▶ [Task details]: Copy the passage on the spherical harmonic expansion of the CPV word for word, including every formula and equation number.

▶ [Selected text]:
The CPV are expanded by a double summation of the unknown coefficients \(A_n^m\) and \(B_n^m\),

$$\begin{aligned} g_f(\alpha )\cdot h_f(\zeta ) = A_0^0 + \sum _{n=1}^{n_{\text {max}}} \sum _{m=1}^{m_{\text {max}}} \left\{ A_n^m \, C_n^m(\alpha ,\zeta ) + B_n^m \, S_n^m(\alpha ,\zeta )\right\} . \end{aligned}$$
(3)

with the maximum degree \(n_{\text {max}}\) and order \(m_{\text {max}}\) of the spherical expansion. The coefficients \( C_n^m(\alpha ,\zeta )\) and \(S_n^m(\alpha ,\zeta )\) are defined by the products of sine and cosine and the associated Legendre functions \(P_{n}^m\),

$$\begin{aligned} \begin{Bmatrix} C_{n}^m(\alpha ,\zeta )\\ S_{n}^m(\alpha ,\zeta ) \end{Bmatrix} = P_{n}^m(\cos \zeta ) \cdot \begin{Bmatrix} \cos m \alpha \\ \sin m \alpha \end{Bmatrix}. \end{aligned}$$
(4)

An optimal set of SH coefficients \(A_n^m\) and \(B_n^m\) has to be estimated. The final solution of the estimation process (the CPV pattern) is determined by a SH synthesis.

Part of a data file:

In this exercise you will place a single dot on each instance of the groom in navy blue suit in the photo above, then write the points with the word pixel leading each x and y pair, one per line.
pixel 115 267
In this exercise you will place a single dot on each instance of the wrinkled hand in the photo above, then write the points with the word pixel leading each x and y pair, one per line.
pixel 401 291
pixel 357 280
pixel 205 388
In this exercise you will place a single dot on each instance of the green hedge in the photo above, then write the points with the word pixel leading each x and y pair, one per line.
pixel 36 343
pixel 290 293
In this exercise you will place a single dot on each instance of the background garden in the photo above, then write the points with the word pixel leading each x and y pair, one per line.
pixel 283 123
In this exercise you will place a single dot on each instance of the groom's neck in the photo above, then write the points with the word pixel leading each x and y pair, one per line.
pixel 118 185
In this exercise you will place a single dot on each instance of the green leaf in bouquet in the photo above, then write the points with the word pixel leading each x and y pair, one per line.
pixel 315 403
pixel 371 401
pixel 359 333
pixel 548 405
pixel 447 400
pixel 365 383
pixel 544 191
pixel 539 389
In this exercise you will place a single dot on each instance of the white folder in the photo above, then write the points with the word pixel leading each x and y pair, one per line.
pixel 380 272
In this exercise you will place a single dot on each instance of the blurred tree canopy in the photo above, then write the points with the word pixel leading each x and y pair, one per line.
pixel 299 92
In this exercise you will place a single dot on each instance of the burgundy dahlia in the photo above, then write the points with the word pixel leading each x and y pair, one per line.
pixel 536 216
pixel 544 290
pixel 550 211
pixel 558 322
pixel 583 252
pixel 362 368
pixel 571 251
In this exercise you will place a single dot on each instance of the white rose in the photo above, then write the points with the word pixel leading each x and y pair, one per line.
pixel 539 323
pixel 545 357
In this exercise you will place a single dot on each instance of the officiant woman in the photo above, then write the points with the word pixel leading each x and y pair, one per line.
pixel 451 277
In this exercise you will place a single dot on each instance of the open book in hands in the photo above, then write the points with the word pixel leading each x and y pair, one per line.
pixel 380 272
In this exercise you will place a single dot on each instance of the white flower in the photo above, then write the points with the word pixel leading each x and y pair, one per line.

▶ [Result]:
The CPV are expanded by a double summation of the unknown coefficients \(A_n^m\) and \(B_n^m\),

$$\begin{aligned} g_f(\alpha )\cdot h_f(\zeta ) = A_0^0 + \sum _{n=1}^{n_{\text {max}}} \sum _{m=1}^{m_{\text {max}}} \left\{ A_n^m \, C_n^m(\alpha ,\zeta ) + B_n^m \, S_n^m(\alpha ,\zeta )\right\} . \end{aligned}$$
(3)

with the maximum degree \(n_{\text {max}}\) and order \(m_{\text {max}}\) of the spherical expansion. The coefficients \( C_n^m(\alpha ,\zeta )\) and \(S_n^m(\alpha ,\zeta )\) are defined by the products of sine and cosine and the associated Legendre functions \(P_{n}^m\),

$$\begin{aligned} \begin{Bmatrix} C_{n}^m(\alpha ,\zeta )\\ S_{n}^m(\alpha ,\zeta ) \end{Bmatrix} = P_{n}^m(\cos \zeta ) \cdot \begin{Bmatrix} \cos m \alpha \\ \sin m \alpha \end{Bmatrix}. \end{aligned}$$
(4)

An optimal set of SH coefficients \(A_n^m\) and \(B_n^m\) has to be estimated. The final solution of the estimation process (the CPV pattern) is determined by a SH synthesis.